[Start of section]
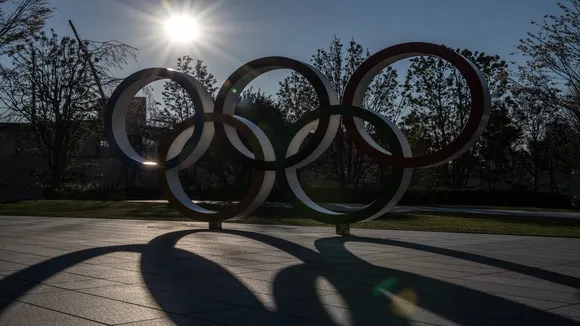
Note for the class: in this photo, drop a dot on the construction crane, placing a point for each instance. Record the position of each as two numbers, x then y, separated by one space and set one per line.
129 174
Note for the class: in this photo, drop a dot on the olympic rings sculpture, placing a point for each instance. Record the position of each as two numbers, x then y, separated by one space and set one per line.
193 137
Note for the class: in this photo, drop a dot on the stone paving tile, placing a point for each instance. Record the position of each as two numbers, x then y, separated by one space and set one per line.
37 276
270 275
519 291
522 282
572 310
170 302
77 285
22 314
92 307
6 266
173 321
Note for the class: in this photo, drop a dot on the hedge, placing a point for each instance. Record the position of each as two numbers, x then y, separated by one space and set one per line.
331 195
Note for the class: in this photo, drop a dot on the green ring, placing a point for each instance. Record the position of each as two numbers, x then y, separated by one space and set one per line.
387 191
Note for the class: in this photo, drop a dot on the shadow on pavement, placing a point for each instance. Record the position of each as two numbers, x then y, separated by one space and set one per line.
374 295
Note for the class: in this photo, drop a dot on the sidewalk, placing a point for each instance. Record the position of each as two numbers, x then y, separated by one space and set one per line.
410 209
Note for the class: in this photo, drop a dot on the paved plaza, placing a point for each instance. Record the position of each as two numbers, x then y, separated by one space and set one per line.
65 271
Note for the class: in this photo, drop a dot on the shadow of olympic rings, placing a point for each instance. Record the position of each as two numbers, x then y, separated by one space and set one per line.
354 280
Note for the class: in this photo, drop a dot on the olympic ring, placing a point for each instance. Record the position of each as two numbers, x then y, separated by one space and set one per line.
193 136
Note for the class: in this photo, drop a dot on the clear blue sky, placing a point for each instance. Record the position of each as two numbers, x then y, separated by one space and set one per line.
238 31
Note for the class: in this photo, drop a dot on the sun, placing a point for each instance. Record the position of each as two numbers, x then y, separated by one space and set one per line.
182 28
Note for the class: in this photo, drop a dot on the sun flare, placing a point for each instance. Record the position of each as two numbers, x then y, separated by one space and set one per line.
182 28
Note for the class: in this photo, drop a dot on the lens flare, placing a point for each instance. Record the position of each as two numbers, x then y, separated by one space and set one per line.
182 28
404 303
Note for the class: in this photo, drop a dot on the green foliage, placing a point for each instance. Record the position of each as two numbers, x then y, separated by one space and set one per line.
82 191
177 103
342 162
49 85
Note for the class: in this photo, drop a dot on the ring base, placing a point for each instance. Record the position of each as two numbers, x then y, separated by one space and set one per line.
215 226
343 229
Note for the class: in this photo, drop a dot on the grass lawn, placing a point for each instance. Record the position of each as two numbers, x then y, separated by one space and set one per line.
508 208
445 222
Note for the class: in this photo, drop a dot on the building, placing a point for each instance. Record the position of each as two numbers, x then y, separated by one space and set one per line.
20 160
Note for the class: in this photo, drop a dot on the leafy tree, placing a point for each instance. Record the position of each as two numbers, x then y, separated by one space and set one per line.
177 103
49 85
26 18
178 106
343 160
551 74
439 103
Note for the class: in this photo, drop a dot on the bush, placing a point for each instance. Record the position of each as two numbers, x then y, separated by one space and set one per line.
76 191
412 197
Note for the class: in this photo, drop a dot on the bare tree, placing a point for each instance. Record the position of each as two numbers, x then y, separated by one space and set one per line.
26 18
49 84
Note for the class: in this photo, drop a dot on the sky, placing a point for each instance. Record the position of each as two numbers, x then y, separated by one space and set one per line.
234 32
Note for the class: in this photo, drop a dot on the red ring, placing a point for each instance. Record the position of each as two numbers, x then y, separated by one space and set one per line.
473 128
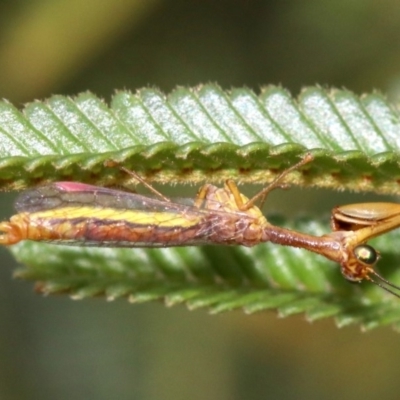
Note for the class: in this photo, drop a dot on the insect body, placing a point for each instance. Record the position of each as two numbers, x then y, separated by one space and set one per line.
79 214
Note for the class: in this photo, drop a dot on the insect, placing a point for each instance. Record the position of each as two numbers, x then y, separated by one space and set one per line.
78 214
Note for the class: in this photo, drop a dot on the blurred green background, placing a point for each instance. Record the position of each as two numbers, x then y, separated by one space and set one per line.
55 348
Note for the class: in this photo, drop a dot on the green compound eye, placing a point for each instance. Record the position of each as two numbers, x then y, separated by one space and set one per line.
366 254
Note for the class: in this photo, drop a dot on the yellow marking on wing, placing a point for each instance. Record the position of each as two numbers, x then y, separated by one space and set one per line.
159 218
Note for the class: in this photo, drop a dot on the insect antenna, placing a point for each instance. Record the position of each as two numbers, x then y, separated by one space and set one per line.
383 283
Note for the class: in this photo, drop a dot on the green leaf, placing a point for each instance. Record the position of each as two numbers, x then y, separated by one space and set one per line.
205 134
265 277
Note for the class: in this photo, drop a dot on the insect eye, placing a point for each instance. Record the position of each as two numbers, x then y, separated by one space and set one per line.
366 254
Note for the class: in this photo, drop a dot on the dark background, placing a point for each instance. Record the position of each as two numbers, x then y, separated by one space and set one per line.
55 348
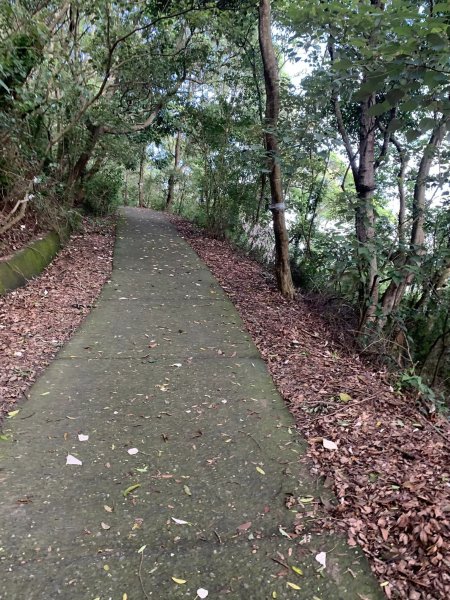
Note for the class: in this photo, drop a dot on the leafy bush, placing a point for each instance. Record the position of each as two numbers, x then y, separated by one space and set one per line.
102 191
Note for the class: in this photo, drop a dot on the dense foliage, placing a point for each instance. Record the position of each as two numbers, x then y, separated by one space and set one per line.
163 104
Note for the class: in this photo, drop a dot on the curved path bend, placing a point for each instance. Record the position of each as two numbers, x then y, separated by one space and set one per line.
163 366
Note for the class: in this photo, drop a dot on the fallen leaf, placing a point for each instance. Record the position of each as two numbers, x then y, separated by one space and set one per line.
179 521
283 532
329 445
130 489
294 586
245 526
322 558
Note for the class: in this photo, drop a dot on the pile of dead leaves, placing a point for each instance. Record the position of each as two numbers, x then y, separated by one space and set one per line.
37 319
390 470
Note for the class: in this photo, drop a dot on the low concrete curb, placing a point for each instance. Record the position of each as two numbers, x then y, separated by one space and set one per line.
29 262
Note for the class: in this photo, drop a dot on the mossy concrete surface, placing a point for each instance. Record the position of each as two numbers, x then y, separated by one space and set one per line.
29 262
162 368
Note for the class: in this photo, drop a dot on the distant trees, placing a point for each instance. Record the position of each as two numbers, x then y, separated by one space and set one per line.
194 100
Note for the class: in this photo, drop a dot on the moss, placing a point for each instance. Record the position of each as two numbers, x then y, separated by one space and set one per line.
28 263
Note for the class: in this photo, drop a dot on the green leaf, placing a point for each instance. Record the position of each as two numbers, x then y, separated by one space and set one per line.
130 489
378 109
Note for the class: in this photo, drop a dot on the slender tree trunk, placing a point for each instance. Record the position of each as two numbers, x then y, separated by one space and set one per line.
141 179
396 289
365 215
78 171
173 175
262 194
125 192
271 79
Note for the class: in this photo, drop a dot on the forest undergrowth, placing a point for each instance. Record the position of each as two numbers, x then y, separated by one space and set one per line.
390 469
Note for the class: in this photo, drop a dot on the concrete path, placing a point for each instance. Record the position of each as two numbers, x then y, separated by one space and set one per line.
162 365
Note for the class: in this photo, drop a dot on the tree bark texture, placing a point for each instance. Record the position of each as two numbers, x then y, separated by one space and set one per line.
141 178
271 79
173 175
396 289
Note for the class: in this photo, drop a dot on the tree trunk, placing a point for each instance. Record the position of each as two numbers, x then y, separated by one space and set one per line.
364 214
77 173
141 179
396 289
271 79
125 191
173 175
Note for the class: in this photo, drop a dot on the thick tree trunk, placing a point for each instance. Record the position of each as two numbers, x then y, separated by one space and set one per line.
173 175
271 79
141 179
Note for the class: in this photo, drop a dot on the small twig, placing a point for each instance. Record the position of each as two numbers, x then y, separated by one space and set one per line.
250 436
140 576
27 417
280 562
344 408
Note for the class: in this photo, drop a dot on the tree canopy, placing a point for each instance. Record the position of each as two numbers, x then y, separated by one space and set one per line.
178 106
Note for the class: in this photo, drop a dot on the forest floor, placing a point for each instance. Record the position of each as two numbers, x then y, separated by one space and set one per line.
155 457
36 320
391 469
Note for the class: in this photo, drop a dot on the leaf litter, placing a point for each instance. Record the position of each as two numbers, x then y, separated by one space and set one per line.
36 320
391 471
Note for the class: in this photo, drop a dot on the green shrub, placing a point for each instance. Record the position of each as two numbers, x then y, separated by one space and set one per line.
102 191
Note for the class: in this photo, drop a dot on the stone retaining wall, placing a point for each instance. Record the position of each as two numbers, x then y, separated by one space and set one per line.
29 262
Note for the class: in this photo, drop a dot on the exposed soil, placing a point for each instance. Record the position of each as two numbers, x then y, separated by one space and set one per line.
24 232
391 469
37 319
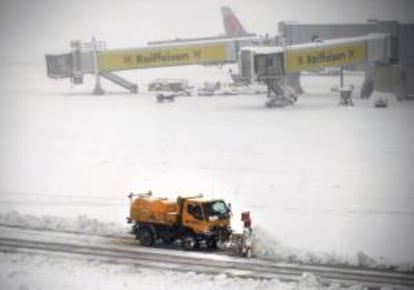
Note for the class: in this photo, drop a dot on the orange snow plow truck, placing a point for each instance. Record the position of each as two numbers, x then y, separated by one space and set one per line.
193 222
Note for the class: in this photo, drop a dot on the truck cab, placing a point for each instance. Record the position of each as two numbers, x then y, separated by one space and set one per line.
205 216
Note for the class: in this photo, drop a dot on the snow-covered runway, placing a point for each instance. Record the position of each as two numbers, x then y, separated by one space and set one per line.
324 183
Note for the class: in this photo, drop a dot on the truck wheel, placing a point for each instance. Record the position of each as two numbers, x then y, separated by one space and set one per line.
145 236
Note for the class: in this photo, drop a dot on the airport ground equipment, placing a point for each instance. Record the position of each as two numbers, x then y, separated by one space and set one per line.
271 64
194 222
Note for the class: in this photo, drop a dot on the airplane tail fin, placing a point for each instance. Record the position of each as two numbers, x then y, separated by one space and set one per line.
231 24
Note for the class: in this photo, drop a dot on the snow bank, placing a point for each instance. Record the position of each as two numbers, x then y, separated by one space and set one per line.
81 224
25 272
267 247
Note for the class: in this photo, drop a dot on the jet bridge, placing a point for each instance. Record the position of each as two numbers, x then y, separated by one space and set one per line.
94 58
271 64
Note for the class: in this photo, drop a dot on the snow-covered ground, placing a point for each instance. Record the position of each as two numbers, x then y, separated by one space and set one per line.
324 183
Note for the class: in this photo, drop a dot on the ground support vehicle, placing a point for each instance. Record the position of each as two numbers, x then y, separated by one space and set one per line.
192 222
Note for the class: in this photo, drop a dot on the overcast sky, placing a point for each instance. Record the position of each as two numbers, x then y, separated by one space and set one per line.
30 27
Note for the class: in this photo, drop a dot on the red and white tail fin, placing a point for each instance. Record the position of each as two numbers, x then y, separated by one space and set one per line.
231 23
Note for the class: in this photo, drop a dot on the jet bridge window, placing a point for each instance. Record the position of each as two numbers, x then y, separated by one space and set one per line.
269 65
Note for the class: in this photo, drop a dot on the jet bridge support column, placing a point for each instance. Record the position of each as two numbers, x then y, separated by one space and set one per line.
98 87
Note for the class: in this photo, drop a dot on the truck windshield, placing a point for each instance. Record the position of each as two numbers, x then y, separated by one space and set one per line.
216 210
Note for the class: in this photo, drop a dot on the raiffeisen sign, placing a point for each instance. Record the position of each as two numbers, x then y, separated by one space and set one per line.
114 60
312 58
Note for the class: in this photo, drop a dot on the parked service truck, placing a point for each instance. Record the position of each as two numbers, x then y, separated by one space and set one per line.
193 221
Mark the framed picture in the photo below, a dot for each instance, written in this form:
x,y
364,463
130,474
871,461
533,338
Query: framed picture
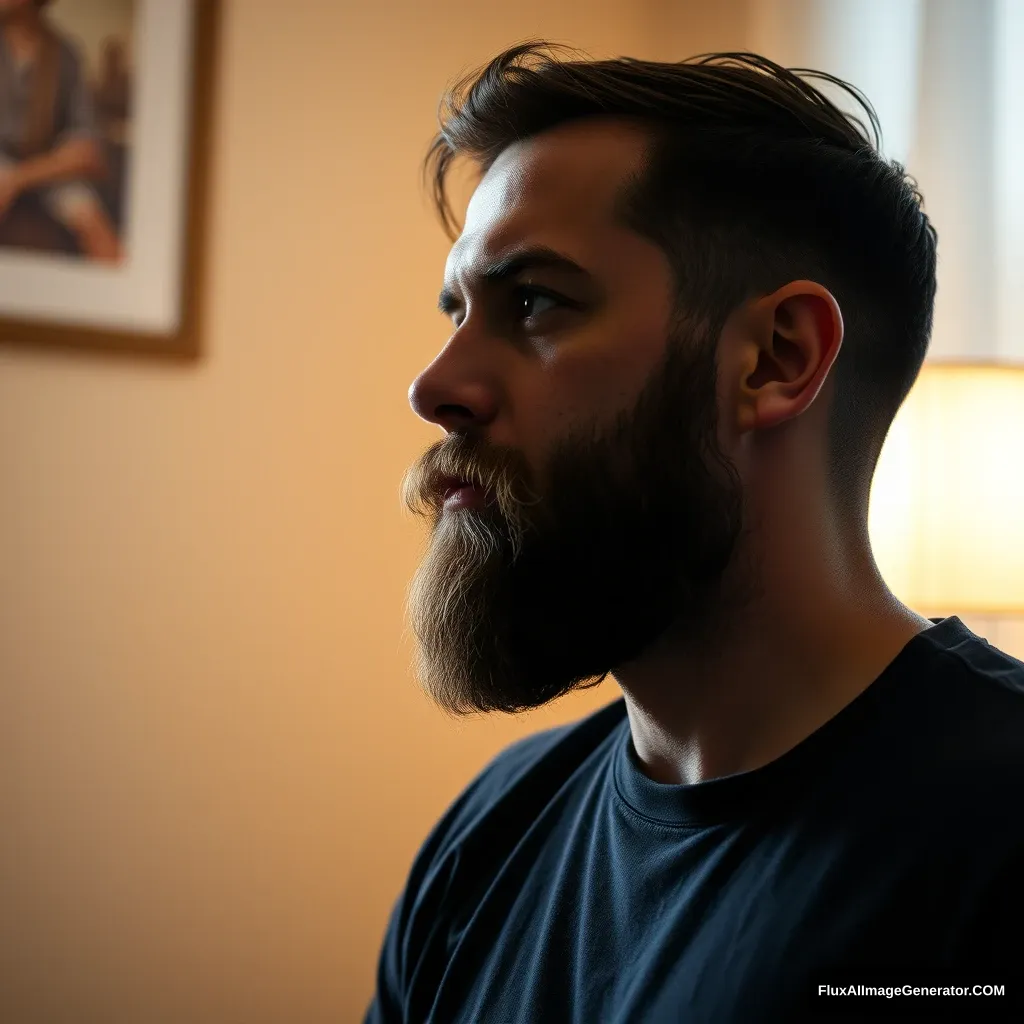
x,y
103,136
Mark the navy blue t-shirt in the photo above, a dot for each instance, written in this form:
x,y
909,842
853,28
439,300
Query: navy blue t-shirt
x,y
563,886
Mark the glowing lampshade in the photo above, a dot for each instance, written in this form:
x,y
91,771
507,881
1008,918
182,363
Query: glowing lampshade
x,y
946,517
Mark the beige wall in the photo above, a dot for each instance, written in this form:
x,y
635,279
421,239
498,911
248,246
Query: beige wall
x,y
215,766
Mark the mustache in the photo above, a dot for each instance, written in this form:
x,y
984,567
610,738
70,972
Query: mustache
x,y
498,472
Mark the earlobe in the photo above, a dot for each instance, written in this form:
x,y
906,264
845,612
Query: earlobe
x,y
801,329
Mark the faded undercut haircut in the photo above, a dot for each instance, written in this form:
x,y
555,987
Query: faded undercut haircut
x,y
752,178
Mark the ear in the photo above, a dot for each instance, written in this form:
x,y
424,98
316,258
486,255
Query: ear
x,y
794,338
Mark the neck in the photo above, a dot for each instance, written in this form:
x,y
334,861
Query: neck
x,y
817,631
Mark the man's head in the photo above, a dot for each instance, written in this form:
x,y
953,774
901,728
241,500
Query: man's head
x,y
728,220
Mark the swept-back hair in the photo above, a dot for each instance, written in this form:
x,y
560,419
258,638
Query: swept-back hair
x,y
753,177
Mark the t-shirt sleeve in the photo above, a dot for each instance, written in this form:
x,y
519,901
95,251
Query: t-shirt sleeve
x,y
386,1007
77,114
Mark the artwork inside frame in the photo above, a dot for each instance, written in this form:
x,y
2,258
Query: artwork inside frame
x,y
104,120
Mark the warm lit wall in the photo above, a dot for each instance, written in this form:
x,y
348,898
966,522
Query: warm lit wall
x,y
215,766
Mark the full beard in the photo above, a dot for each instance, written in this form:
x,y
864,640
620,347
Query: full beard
x,y
523,601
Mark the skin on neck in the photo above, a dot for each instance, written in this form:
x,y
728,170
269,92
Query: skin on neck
x,y
822,627
822,624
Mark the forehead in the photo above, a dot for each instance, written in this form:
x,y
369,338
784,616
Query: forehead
x,y
558,186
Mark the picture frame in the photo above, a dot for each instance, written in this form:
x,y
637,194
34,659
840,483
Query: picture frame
x,y
112,262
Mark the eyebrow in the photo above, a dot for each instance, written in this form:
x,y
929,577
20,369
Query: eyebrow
x,y
509,265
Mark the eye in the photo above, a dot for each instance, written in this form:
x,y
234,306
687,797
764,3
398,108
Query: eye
x,y
524,295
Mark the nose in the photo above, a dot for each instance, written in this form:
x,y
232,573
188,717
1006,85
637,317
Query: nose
x,y
452,402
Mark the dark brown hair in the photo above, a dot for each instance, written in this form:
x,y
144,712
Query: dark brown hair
x,y
753,178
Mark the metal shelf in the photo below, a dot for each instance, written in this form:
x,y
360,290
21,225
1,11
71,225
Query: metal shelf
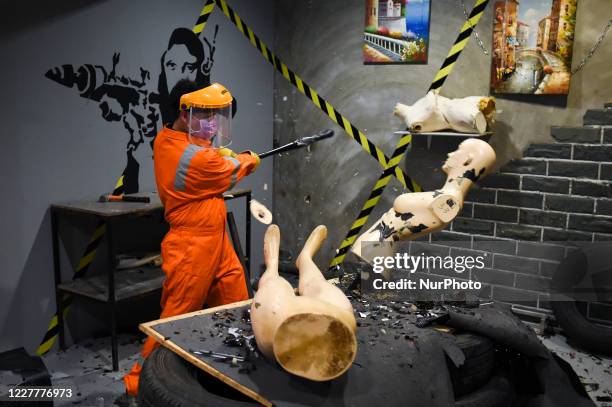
x,y
128,284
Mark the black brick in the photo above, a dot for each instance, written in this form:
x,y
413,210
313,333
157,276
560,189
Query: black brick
x,y
514,296
547,269
553,235
495,245
519,232
568,204
544,301
540,251
599,189
487,258
549,151
576,134
485,292
493,277
473,226
543,218
516,264
593,153
546,184
520,199
466,210
447,238
597,117
533,283
428,249
481,195
528,166
600,311
604,207
506,181
493,212
606,172
591,223
572,169
608,135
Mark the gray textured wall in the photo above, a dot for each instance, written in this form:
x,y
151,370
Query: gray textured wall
x,y
321,41
58,148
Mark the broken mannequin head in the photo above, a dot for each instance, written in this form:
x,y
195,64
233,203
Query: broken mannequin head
x,y
473,159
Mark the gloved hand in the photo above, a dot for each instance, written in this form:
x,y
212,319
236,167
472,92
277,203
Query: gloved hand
x,y
226,152
253,154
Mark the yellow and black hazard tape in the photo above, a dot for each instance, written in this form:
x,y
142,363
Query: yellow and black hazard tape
x,y
372,201
311,94
203,18
459,45
400,149
85,261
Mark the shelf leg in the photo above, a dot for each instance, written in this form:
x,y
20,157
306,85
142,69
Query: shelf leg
x,y
59,301
111,293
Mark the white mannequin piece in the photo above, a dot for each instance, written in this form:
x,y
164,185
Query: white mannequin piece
x,y
434,113
311,335
417,214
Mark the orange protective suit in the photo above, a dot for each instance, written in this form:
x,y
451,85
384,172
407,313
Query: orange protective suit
x,y
199,260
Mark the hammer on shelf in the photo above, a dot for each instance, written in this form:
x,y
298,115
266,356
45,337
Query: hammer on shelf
x,y
123,198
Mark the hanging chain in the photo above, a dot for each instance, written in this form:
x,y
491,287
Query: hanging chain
x,y
474,32
589,54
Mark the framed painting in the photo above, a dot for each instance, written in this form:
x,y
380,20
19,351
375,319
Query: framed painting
x,y
532,46
396,31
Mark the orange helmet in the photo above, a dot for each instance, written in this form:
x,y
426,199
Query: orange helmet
x,y
213,96
210,115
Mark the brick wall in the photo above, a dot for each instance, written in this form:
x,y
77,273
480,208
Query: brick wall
x,y
522,216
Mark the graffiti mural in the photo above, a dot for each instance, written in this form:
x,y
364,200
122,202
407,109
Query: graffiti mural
x,y
140,107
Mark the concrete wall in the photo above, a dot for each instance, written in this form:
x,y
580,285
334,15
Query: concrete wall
x,y
321,42
57,147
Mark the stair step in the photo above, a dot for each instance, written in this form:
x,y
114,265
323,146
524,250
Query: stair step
x,y
598,117
573,134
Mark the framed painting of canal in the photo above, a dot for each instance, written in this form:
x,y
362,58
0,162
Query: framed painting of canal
x,y
532,46
396,31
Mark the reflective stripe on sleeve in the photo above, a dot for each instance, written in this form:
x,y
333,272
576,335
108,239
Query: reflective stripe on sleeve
x,y
181,171
235,172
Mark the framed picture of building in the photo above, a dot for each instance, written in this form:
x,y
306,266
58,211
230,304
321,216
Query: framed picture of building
x,y
396,31
532,46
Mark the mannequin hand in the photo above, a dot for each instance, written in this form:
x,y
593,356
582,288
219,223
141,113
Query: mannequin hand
x,y
226,152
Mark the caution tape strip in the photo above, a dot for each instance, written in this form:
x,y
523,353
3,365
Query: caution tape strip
x,y
400,149
311,94
203,18
372,201
90,251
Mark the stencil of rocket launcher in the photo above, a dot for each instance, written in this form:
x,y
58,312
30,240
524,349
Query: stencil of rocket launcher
x,y
95,83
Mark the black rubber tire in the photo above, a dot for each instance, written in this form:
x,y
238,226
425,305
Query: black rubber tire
x,y
167,380
498,392
575,325
479,363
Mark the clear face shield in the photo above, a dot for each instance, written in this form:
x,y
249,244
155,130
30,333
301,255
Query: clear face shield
x,y
210,127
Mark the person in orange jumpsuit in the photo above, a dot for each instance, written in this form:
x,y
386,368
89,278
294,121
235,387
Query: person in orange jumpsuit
x,y
192,171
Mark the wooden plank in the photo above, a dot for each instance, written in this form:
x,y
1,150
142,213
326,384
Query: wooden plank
x,y
148,329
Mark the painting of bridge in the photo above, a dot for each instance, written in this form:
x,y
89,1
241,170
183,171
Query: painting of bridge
x,y
532,46
396,31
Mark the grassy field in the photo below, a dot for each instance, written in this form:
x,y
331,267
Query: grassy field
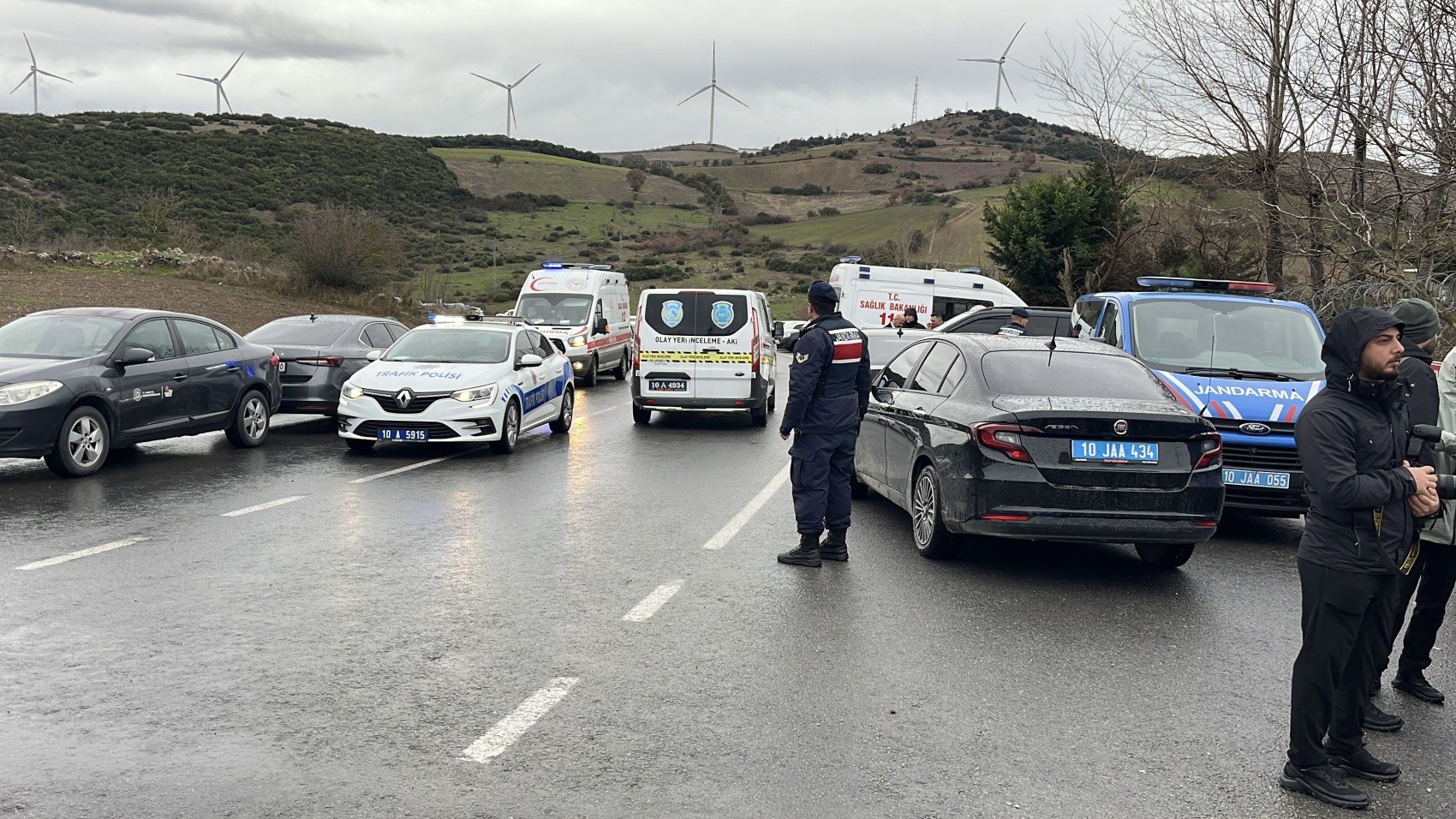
x,y
540,174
[End of section]
• [Action item]: Check the records above and copy each line that has the string "below".

• [Solution to this task]:
Mark the framed picture in the photo below, a dot for each instance, written in this form:
Mark the metal shelf in the photo below, a dot for each instance, written in this form:
Mark the grassy field in the photo below, a dot for each instance, written in this form:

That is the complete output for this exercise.